DIRECTION |
Copy the data from the line containing "Which spot sits on each instance of the blue" through the line containing "x=838 y=129", requests included, and increase every coordinate in the answers by 110. Keep the sample coordinates in the requests unchanged.

RECORDS SHOWN |

──────

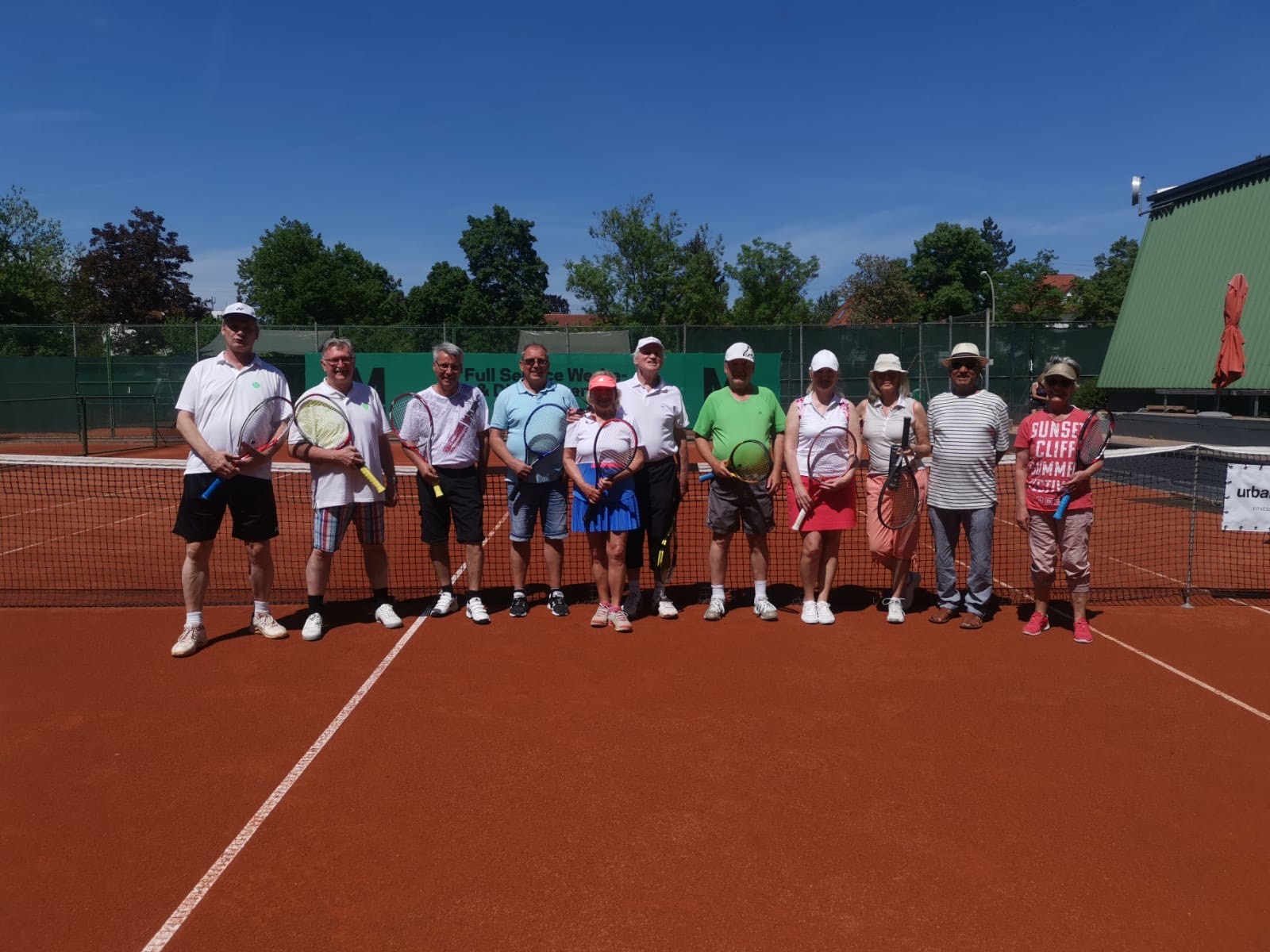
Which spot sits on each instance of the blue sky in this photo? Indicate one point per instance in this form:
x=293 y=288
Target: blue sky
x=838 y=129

──────

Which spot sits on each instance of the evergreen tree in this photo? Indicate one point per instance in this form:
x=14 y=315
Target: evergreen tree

──────

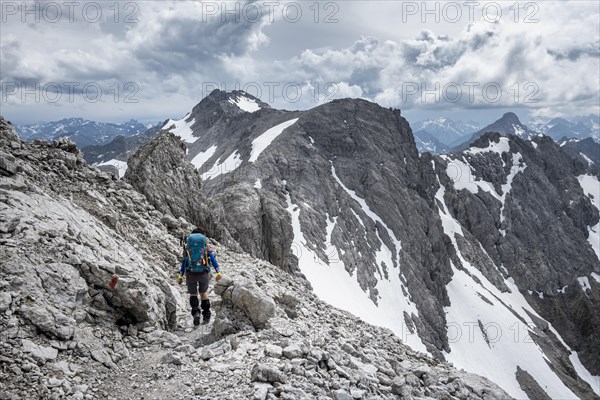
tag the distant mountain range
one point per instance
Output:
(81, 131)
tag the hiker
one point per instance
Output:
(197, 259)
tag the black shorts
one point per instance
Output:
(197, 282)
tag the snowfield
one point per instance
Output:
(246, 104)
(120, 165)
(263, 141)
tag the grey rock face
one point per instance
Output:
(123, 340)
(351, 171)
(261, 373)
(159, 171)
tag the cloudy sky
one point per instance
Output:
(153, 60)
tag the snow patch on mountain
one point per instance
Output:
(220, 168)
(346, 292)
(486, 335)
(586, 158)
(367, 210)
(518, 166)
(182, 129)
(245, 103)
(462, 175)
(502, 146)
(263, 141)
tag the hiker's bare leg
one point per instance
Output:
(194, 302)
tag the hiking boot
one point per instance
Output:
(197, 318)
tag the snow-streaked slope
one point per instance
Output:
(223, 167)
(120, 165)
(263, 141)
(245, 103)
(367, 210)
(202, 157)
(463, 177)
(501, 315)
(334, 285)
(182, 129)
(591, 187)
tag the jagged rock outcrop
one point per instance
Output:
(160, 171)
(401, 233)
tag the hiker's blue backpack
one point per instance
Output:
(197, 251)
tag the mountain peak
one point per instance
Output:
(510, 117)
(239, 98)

──────

TASK OUTPUT |
Which spot sits on each instance of the blue sky in this photo? Indicate one point per instance in this form:
x=293 y=288
Target: blue sky
x=948 y=239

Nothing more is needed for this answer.